::: LISTED RECORDS :::

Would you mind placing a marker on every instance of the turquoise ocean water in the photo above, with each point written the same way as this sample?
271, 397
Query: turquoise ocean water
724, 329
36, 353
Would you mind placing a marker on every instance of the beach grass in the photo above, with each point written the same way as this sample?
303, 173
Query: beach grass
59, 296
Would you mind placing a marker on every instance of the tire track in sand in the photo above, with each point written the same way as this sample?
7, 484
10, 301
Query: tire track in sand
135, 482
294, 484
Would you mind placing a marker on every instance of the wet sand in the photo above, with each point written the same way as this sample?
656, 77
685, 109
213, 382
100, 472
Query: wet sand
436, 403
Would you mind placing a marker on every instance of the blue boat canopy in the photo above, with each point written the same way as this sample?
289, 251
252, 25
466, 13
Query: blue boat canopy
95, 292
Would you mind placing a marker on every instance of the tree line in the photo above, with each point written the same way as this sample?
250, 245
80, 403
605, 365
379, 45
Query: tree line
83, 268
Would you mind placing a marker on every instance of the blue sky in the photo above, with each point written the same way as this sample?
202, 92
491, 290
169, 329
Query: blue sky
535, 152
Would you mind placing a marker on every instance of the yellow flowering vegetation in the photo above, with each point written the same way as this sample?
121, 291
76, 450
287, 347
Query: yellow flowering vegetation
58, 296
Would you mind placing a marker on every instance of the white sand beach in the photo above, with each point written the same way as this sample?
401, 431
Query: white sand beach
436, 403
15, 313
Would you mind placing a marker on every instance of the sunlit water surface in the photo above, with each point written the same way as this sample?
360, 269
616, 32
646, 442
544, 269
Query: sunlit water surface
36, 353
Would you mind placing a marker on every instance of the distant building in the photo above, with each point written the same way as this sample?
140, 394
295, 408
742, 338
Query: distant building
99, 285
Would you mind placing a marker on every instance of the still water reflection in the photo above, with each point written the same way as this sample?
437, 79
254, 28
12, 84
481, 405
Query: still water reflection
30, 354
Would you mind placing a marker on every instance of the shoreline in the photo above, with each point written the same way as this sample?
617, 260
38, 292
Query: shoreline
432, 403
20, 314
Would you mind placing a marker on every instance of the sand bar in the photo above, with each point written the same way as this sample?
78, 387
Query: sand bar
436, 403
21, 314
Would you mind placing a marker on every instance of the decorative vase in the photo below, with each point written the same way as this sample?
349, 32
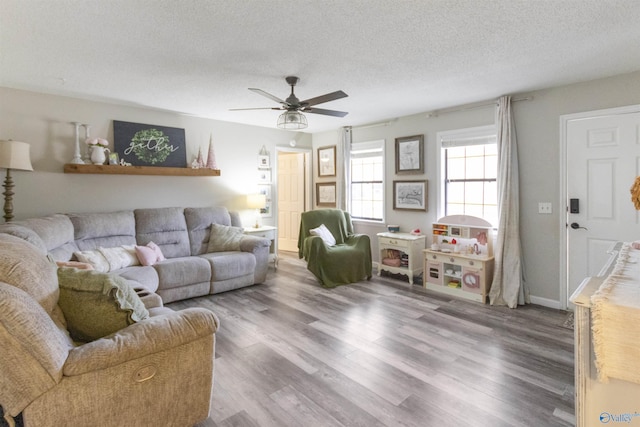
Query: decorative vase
98, 154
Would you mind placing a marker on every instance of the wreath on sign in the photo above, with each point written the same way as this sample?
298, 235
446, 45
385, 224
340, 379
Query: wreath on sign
150, 146
635, 193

:::

WHAT IS NEEDED. Can you lay out the material above as a Markdown table with two columns, Row and Line, putting a row number in the first and one line of the material in the second? Skip blank lines, and leave the pictures out.

CORRECT RESULT.
| Row | Line |
|---|---|
| 1 | Would you mind placing a marker on every instance of the turquoise ocean water in the photo above, with each point written the same way as this sample? |
| 2 | 271, 397 |
| 3 | Query: turquoise ocean water |
| 4 | 724, 329 |
| 5 | 36, 353 |
| 6 | Would you mind placing a marker on every instance of the beach grass in the photo above, with each point written the same way as this sample? |
| 7 | 303, 173 |
| 8 | Query: beach grass |
| 9 | 59, 296 |
| 10 | Would you mind placing a marker on every instance of the tire track in sand in the photo above, with each point written the same way as this sample? |
| 11 | 7, 484 |
| 12 | 10, 301 |
| 13 | Query: tire track in sand |
| 14 | 135, 482 |
| 15 | 294, 484 |
| 16 | Would you mind placing a marker on every instance of the wet sand in the photo above, with each point written the same way as this sample? |
| 17 | 656, 77 |
| 18 | 685, 109 |
| 19 | 213, 382 |
| 20 | 100, 472 |
| 21 | Query: wet sand |
| 22 | 436, 403 |
| 23 | Would you mind placing a marker on every instance of the blue boat canopy in the photo above, with each point written the same way as this sample? |
| 24 | 289, 251 |
| 25 | 252, 25 |
| 26 | 466, 13 |
| 27 | Query: blue boat canopy |
| 28 | 95, 292 |
| 29 | Would you mind placing a marker on every instance of the tree line in the photo above, with each point written the same way as this sample? |
| 30 | 250, 245 |
| 31 | 80, 403 |
| 32 | 605, 365 |
| 33 | 379, 45 |
| 34 | Query: tree line |
| 35 | 83, 268 |
| 36 | Would you mind placing a marker on every instance of the blue sky in the photo above, with each point written the same way as this sample? |
| 37 | 202, 92 |
| 38 | 491, 290 |
| 39 | 169, 329 |
| 40 | Query: blue sky |
| 41 | 535, 152 |
| 42 | Would you mind placing a marker on every instance of the yellow flowering vegetation in the photo above, with each point written the same way as this sample? |
| 43 | 121, 291 |
| 44 | 76, 450 |
| 45 | 287, 347 |
| 46 | Query: yellow flowering vegetation |
| 47 | 58, 296 |
| 48 | Would you mind placing a marker on every instance of the white sand beach in the photo above, with each point written the same way as this sample? |
| 49 | 401, 431 |
| 50 | Query: white sand beach |
| 51 | 436, 403 |
| 52 | 15, 313 |
| 53 | Would you mind placing a marker on every instance of the sunlit water surface in the photo above, with each point written the same way as this sample? |
| 54 | 360, 269 |
| 55 | 616, 32 |
| 56 | 646, 442 |
| 57 | 544, 269 |
| 58 | Query: sunlit water surface |
| 59 | 36, 353 |
| 60 | Would you mind placing a marker on every instance of the distant building in the photo above, with each point written the same way as this sample? |
| 61 | 140, 394 |
| 62 | 295, 408 |
| 63 | 742, 338 |
| 64 | Query: distant building |
| 65 | 99, 285 |
| 66 | Would you mind placing a marker on every instance of the still water reflection in the photo above, with each point written the same way as this sample? |
| 67 | 437, 79 |
| 68 | 254, 28 |
| 69 | 12, 84 |
| 70 | 481, 405 |
| 71 | Query: still water reflection |
| 72 | 30, 354 |
| 73 | Would you mind placing a marker on every instance of the shoreline in the photo above, with each point written the same way as this sample? |
| 74 | 617, 260 |
| 75 | 38, 292 |
| 76 | Query: shoreline |
| 77 | 432, 403 |
| 78 | 20, 314 |
| 79 | Would you mind placing a marker on every instance of the sand bar in the photo above, with each point written the same way as this sample? |
| 80 | 78, 387 |
| 81 | Query: sand bar |
| 82 | 436, 403 |
| 83 | 21, 314 |
| 84 | Would you mind placing a marker on every instance of the decorative vase in the photo below, with each point written the same way as this sample? |
| 85 | 349, 32 |
| 86 | Query: decorative vase |
| 87 | 98, 154 |
| 88 | Would you mind placing a marker on every instance of the wreath on sign in the photo above, with each point written the same way as this sample? |
| 89 | 298, 235 |
| 90 | 446, 45 |
| 91 | 385, 224 |
| 92 | 340, 379 |
| 93 | Query: wreath on sign |
| 94 | 150, 146 |
| 95 | 635, 193 |